--- THE REQUEST ---
Render the entries below as a two-column CSV with the columns text and answer, one row per entry, covering only those from the line containing "the green shrub." through the end of the entries. Put each value in one quoted field, with line breaks replaced by spaces.

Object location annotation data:

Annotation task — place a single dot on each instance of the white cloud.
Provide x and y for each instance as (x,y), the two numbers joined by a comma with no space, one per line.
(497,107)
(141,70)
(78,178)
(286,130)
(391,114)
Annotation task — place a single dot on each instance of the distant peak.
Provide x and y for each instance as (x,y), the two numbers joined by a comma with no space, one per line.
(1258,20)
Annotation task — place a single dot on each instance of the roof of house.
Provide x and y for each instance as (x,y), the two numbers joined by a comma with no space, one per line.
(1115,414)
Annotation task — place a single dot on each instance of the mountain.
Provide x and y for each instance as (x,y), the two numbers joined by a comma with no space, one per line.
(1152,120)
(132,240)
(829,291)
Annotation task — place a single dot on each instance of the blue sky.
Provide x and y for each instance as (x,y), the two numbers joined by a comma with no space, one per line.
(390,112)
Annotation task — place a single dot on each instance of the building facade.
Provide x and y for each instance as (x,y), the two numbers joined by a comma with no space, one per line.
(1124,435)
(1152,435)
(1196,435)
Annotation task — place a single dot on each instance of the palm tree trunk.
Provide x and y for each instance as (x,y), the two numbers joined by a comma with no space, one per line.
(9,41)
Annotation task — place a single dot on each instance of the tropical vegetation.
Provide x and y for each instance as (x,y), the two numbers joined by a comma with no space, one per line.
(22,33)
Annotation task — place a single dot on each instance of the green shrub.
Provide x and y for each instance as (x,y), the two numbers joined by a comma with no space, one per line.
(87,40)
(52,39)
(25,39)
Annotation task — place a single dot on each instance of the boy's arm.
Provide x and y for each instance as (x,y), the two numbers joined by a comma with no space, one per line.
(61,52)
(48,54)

--- SOLUTION ---
text,answer
"Annotation task — place a single dot on each instance of the green shrub. Provide x and y for each instance as (x,y), the two numbers joined by a comma with no space, one per line.","(87,40) (52,39) (25,39)"
"Annotation task — place a single dot on each instance of the boy's arm. Provide x and y for each instance as (x,y), the two numbers joined by a comma with no space, one per line.","(61,52) (48,54)"